**PASSAGE**

Born in 1934 in Paris, Michel Haas studied philosophy, which plays an important role in his work, as well as Renaissance painting, which he studied intensely. His work is also nourished by the many solitary trips he makes to remote parts of the world, where he discovers the primitive arts and the figures of the Paleolithic, freed from any framework. He was marked, at the age of 18, by the discovery of the Lascaux cave.

Michel Haas’ timeless paintings celebrate the simplest of humanity, the beauty of nature and everyday objects. He explores this reflection in the very material of paper, fragile and ephemeral, which he digs and strips to translate a lived experience: passing one day near a freshly turned field, he feels called by the underside of the earth, by its underlying interiority. “Haas alternates violence and gentleness, aggression and caresses, provokes here the hemorrhage, there sutures the wounds, sharpens the brilliance of the charcoal, stifles the flame of the pastels, until the paper, in turn soaked, dried out, tirelessly triturated, scratched, ploughed, bandaged, perforated and reprised again, takes on the resplendent and blind consistency of “basalt and lava”, as Mallarmé used to say (. …)” (Pierre Schneider).

[Bounding box annotation entries]
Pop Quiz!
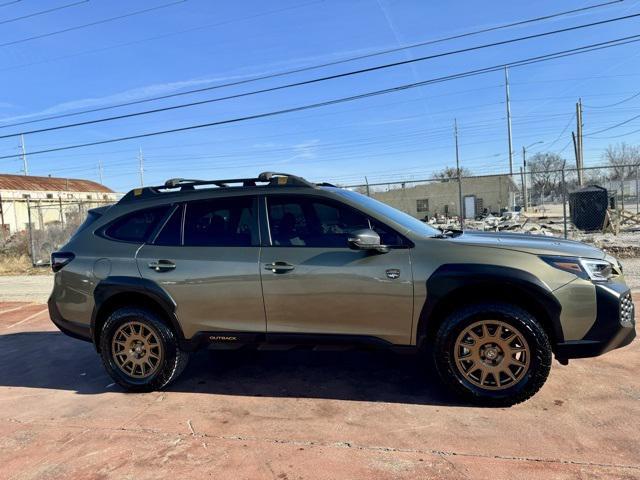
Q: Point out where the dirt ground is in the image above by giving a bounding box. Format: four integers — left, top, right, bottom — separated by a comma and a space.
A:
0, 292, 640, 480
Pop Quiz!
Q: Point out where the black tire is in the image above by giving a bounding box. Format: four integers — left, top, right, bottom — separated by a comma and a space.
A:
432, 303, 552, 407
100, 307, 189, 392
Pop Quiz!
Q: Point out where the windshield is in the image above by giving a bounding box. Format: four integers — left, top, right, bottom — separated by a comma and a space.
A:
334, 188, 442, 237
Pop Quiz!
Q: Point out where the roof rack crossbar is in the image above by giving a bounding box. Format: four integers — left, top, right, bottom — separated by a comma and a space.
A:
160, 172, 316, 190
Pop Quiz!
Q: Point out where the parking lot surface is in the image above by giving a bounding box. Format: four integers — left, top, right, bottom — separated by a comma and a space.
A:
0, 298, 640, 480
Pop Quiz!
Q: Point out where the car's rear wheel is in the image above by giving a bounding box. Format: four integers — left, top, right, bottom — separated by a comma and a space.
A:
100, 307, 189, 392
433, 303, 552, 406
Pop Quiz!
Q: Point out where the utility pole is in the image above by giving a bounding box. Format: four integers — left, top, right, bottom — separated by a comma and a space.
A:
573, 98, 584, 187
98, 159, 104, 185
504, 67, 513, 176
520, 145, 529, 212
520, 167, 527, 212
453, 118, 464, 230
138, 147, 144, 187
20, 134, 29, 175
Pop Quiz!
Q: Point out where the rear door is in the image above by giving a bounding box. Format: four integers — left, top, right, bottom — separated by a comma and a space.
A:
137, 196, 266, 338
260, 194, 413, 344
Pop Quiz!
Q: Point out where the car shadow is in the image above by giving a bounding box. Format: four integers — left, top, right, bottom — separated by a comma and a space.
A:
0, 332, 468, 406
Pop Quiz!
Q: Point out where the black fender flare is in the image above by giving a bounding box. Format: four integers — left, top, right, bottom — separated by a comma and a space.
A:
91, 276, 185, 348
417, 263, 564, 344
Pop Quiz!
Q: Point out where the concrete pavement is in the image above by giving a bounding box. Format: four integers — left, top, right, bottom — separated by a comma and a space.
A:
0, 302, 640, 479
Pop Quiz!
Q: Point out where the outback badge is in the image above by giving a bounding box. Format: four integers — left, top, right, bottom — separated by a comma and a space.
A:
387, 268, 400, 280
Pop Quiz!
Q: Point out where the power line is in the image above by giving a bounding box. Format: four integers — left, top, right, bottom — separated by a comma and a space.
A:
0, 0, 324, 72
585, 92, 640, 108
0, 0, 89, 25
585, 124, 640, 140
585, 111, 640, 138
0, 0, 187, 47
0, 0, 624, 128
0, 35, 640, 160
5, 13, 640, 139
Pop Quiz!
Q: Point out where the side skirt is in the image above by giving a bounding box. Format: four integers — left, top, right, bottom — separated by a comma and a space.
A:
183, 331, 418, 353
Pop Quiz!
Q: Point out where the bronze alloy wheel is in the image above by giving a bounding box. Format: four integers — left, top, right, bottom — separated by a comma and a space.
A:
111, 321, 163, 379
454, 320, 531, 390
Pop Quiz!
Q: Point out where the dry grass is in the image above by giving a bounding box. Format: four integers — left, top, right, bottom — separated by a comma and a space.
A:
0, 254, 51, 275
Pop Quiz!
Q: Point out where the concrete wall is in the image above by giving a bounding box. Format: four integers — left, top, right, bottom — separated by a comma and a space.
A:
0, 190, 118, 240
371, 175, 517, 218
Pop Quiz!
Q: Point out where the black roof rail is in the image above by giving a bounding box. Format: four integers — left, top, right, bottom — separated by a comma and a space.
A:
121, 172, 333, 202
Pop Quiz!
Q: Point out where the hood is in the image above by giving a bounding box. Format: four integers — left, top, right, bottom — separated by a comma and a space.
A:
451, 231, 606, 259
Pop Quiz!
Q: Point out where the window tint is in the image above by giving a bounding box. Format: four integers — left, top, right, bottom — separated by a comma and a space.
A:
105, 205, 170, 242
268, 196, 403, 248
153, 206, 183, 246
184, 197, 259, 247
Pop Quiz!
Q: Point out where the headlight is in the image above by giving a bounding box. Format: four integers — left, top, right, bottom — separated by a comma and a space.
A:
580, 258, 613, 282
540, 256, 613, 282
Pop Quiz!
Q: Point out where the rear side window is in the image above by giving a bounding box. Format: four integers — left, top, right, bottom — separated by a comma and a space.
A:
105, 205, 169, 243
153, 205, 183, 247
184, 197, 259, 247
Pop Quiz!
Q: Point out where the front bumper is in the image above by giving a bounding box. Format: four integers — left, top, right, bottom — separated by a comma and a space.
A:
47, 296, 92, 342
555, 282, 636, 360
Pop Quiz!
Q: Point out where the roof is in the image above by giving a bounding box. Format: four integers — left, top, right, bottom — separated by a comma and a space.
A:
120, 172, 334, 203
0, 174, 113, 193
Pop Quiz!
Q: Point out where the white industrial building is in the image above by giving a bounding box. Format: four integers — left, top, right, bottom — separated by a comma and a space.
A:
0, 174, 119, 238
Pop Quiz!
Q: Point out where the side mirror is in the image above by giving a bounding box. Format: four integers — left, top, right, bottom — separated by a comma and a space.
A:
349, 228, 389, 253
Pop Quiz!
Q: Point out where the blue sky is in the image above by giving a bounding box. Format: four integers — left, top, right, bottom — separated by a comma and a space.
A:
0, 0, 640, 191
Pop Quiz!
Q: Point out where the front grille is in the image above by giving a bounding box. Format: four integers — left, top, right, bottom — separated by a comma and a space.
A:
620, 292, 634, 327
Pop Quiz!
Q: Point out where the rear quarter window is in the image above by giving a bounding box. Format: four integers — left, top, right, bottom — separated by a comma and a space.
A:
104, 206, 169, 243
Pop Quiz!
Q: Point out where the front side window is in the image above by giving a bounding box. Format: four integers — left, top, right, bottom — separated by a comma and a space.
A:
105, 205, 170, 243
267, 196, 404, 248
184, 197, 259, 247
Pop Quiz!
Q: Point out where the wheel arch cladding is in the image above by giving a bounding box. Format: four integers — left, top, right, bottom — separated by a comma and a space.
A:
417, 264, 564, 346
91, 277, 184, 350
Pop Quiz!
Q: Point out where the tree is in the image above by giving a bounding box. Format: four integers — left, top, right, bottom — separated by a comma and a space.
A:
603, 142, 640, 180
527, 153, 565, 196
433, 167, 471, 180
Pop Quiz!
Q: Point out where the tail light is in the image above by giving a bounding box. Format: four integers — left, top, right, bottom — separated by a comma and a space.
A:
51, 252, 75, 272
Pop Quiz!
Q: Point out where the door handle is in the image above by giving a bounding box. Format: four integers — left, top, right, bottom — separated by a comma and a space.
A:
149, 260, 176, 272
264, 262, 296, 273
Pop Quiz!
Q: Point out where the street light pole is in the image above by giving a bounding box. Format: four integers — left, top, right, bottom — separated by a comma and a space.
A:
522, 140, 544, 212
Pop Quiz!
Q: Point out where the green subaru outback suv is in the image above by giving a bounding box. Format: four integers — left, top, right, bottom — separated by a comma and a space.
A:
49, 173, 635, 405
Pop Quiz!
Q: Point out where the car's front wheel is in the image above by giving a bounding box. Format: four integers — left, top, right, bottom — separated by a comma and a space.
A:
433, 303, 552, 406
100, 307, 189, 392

**SET TASKS**
**a)** In the passage on Michel Haas, what discovery marked him at the age of 18?
**b)** Reproduce word for word the stretch of the Michel Haas passage from "Born in 1934" through "the Lascaux cave.".
**c)** Resume the passage on Michel Haas, picking up after its last sentence.

**EXPECTED OUTPUTS**
**a)** The discovery of the Lascaux cave.

**b)**
Born in 1934 in Paris, Michel Haas studied philosophy, which plays an important role in his work, as well as Renaissance painting, which he studied intensely. His work is also nourished by the many solitary trips he makes to remote parts of the world, where he discovers the primitive arts and the figures of the Paleolithic, freed from any framework. He was marked, at the age of 18, by the discovery of the Lascaux cave.

**c)**
Haas creates only on paper. This treatment of the material is of such importance that he methodically indicates in his archives “technique in paper” rather than “technique on paper”, which would wrongly imply a primacy of the representation over the digging of the material. The simple, immoderate and intimate use of paper, by turns robust and delicate, becomes the white page, both coveted and feared. Without limit of space, virgin plane where float the subjects without gravity, the paper becomes the field of all the possibilities. The figures then seem to struggle against an ineluctable dissolution.

Michel Haas was represented by the Jan Krugier Gallery and had an important exhibition in 1998 at the Maillol Museum. He died in Marseille in 2019. Since 2023, he is represented by the Dina Vierny gallery.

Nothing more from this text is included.